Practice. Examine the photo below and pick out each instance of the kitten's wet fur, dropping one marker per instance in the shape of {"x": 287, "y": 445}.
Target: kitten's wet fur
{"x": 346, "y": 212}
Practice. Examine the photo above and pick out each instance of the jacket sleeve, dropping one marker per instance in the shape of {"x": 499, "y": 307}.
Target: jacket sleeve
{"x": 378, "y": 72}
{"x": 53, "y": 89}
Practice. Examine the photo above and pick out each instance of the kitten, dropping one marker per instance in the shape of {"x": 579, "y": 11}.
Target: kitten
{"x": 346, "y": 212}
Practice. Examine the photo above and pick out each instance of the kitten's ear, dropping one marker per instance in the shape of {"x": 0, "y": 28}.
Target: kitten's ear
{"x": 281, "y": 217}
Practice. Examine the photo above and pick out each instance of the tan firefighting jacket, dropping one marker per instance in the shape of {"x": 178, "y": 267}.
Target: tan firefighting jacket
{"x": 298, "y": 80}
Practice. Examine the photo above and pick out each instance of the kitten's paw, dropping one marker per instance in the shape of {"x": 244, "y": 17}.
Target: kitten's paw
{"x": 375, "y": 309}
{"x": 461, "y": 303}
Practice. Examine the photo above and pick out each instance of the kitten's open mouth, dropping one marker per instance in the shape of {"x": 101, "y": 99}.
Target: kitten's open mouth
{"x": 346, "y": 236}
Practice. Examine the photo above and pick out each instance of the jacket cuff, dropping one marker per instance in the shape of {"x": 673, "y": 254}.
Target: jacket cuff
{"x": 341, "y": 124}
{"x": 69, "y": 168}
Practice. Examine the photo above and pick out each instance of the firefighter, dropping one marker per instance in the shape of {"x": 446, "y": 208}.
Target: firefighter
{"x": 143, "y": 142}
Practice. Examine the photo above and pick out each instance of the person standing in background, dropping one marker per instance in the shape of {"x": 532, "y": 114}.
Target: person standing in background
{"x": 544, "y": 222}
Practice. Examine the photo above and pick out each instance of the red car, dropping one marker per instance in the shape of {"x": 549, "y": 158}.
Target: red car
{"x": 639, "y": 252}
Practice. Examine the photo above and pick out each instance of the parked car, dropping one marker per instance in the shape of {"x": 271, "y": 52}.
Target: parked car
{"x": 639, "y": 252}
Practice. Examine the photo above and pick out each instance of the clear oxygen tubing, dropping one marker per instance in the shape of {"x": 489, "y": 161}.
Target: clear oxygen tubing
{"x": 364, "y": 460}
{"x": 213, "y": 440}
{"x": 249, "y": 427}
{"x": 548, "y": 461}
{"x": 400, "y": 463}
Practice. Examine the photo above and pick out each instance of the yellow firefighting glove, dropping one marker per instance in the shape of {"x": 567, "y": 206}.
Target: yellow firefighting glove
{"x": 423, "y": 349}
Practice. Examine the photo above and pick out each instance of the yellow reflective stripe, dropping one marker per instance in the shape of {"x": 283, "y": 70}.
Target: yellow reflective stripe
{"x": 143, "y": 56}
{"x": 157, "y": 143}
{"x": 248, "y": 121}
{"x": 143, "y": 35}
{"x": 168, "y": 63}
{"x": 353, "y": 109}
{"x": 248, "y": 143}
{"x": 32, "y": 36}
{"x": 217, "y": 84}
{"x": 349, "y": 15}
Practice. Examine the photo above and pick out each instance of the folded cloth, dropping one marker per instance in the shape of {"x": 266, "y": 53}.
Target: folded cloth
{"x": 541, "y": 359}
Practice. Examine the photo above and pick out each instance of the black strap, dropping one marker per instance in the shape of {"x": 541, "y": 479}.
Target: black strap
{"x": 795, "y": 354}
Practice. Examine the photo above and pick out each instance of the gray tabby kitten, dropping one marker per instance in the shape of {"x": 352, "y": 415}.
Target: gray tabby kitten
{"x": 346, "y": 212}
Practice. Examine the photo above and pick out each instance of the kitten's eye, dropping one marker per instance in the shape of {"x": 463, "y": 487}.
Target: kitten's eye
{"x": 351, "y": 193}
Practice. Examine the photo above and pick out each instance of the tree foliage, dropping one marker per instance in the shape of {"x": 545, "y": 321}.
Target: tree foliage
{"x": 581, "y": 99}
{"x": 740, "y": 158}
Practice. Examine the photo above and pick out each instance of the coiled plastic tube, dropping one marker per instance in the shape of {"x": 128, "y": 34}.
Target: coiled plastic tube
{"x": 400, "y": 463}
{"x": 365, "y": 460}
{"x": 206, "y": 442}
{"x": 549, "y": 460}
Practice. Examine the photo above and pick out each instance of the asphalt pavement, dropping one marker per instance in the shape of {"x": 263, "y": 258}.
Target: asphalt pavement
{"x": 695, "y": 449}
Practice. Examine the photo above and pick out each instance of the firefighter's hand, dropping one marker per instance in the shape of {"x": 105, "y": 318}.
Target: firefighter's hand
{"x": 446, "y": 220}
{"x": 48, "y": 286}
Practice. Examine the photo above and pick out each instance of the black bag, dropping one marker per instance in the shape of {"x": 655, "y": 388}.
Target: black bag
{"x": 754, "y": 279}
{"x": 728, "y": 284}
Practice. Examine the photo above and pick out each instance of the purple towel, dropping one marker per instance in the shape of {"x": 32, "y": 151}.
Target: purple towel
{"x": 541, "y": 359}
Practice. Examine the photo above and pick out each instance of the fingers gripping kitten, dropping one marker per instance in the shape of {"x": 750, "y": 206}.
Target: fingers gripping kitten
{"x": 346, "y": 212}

THE REQUEST
Render the records above as a two-column CSV with the header input,output, giving one row per record. Put each record's text in input and its answer in output, enclose every field in double quotes, and replace each line break inside a field with a space.

WRITTEN ANSWER
input,output
"Practice. Examine the photo below and pick out each instance of the kitten's wet fur, dropping one marker per instance in the shape of {""x"": 287, ""y"": 445}. Target: kitten's wet fur","{""x"": 346, ""y"": 212}"
"Practice. Examine the photo above and pick out each instance of the jacket sleeve, dropping one marker per instance in the shape of {""x"": 499, ""y"": 307}. Target: jacket sleeve","{""x"": 378, ""y"": 72} {""x"": 53, ""y"": 89}"
"Practice. Examine the photo above and pick out each instance of the kitten, dropping one marker per instance in the shape of {""x"": 579, ""y"": 11}. Target: kitten","{""x"": 346, ""y"": 212}"
"Practice. Examine the photo above and pick out each instance of the kitten's ear, dropping one marker per instance in the shape of {""x"": 0, ""y"": 28}. Target: kitten's ear","{""x"": 281, ""y"": 217}"
"Practice. Examine the photo above and pick out each instance of the tan firefighting jacket, dropping one marker per instance in the shape of {""x"": 178, ""y"": 267}. Target: tan firefighting jacket","{""x"": 298, ""y"": 80}"
"Practice. Examine the photo above and pick out each instance of the kitten's paw, dropping one marker per instance in the shape of {""x"": 244, ""y"": 17}. Target: kitten's paw","{""x"": 375, ""y"": 309} {""x"": 461, ""y"": 303}"
"Practice. Examine the photo above and pick out each instance of the kitten's open mouth, dropping one marker per instance in the shape of {""x"": 101, ""y"": 99}. Target: kitten's open mouth","{""x"": 346, ""y"": 236}"
"Practice. Examine the photo above and pick out each instance of the jacket cuff, dropping one marker per instance in the shape of {""x"": 673, ""y"": 254}. Target: jacket cuff","{""x"": 341, ""y"": 124} {""x"": 69, ""y"": 168}"
"Practice. Examine the photo above and pick out each instance of the firefighter, dropping one marker per instance in the shape of {""x"": 446, ""y"": 208}. Target: firefighter","{""x"": 143, ""y"": 142}"
"Practice. Examine the photo above and pick out each instance of the person standing in background, dropping one marker per instance in the shape of {""x"": 532, ""y"": 114}. Target: person standing in background","{""x"": 544, ""y"": 222}"
"Practice. Examine the photo above and pick out each instance of the red car, dropping one marker per instance in the shape of {""x"": 549, ""y"": 158}. Target: red car","{""x"": 639, ""y"": 252}"
"Practice. Examine the photo above and pick out each instance of the parked car, dropping one marker per instance in the shape of {""x"": 271, ""y"": 52}. Target: parked car","{""x"": 639, ""y"": 252}"
"Practice. Examine the photo above and pick out each instance of the clear oxygen tubing, dropping one marker per instance in the shape of {""x"": 489, ""y"": 161}. Target: clear oxygen tubing","{""x"": 364, ""y"": 460} {""x"": 213, ""y"": 440} {""x"": 249, ""y"": 427} {""x"": 548, ""y"": 461} {""x"": 400, ""y"": 463}"
"Practice. Examine the photo above and pick out each instance of the yellow firefighting glove, dropping one marker per instance in the shape of {""x"": 567, ""y"": 206}. Target: yellow firefighting glove","{""x"": 423, ""y"": 349}"
"Practice. Examine the photo above and pick out each instance of the yellow reflective stripe, dropping one marker per instance in the shape of {""x"": 283, ""y"": 70}. Target: yellow reflective stripe","{""x"": 143, ""y"": 56} {""x"": 157, ""y"": 143} {""x"": 248, ""y"": 121} {""x"": 143, ""y"": 35} {""x"": 168, ""y"": 63} {""x"": 353, ""y"": 109} {""x"": 248, ""y"": 143} {""x"": 32, ""y"": 36} {""x"": 217, ""y"": 84} {""x"": 349, ""y"": 15}"
"Practice. Examine the photo above and pick out each instance of the folded cloth, dropping one marker per instance in the shape of {""x"": 266, ""y"": 53}. Target: folded cloth","{""x"": 541, ""y"": 359}"
"Practice. Examine the photo above and pick out each instance of the black strap, dropping one marker per instance in the shape of {""x"": 541, ""y"": 479}. Target: black strap","{""x"": 795, ""y"": 354}"
"Practice. Examine the photo above and pick out each instance of the gray tabby kitten, dropping one marker per instance in the shape of {""x"": 352, ""y"": 415}. Target: gray tabby kitten","{""x"": 346, ""y"": 212}"
"Practice. Examine the photo above and pick out each instance of the kitten's eye, dropping one marker per instance in the shape of {""x"": 463, ""y"": 487}. Target: kitten's eye","{""x"": 351, ""y"": 193}"
"Practice. Examine the photo above and pick out each instance of the tree foliage, dropping one marker per instance in the shape of {""x"": 545, ""y"": 321}. Target: tree foliage","{""x"": 581, ""y"": 99} {""x"": 740, ""y"": 158}"
"Practice. Examine the photo above and pick out each instance of the coiled plastic tube, dropping one marker per instance in the shape of {""x"": 128, ""y"": 34}. Target: coiled plastic tube","{""x"": 400, ""y"": 463} {""x"": 365, ""y"": 460} {""x"": 206, ""y"": 442} {""x"": 549, ""y"": 460}"
"Practice. Examine the photo above and pick out each instance of the asphalt pavement, dropping one marker per instance in the shape of {""x"": 263, ""y"": 258}. Target: asphalt pavement","{""x"": 695, ""y"": 449}"
"Practice. Examine the photo above and pick out each instance of the firefighter's hand, dropping one marker per instance in the shape of {""x"": 105, ""y"": 318}. Target: firefighter's hand","{""x"": 446, ""y"": 220} {""x"": 48, ""y"": 286}"
"Practice. Examine the photo above and pick out each instance of the black bag, dropping one marker per instance in the shape of {""x"": 655, ""y"": 388}. Target: black bag","{""x"": 754, ""y"": 279} {""x"": 728, ""y"": 284}"
"Practice. Examine the photo above and pick out each instance of the purple towel, dropping one marker per instance in the shape of {""x"": 32, ""y"": 151}. Target: purple towel","{""x"": 541, ""y"": 359}"
"Practice. Examine the photo above and pick out each instance of the fingers gripping kitten, dropping one marker per instance in the shape of {""x"": 750, ""y"": 206}. Target: fingers gripping kitten","{""x"": 346, ""y"": 212}"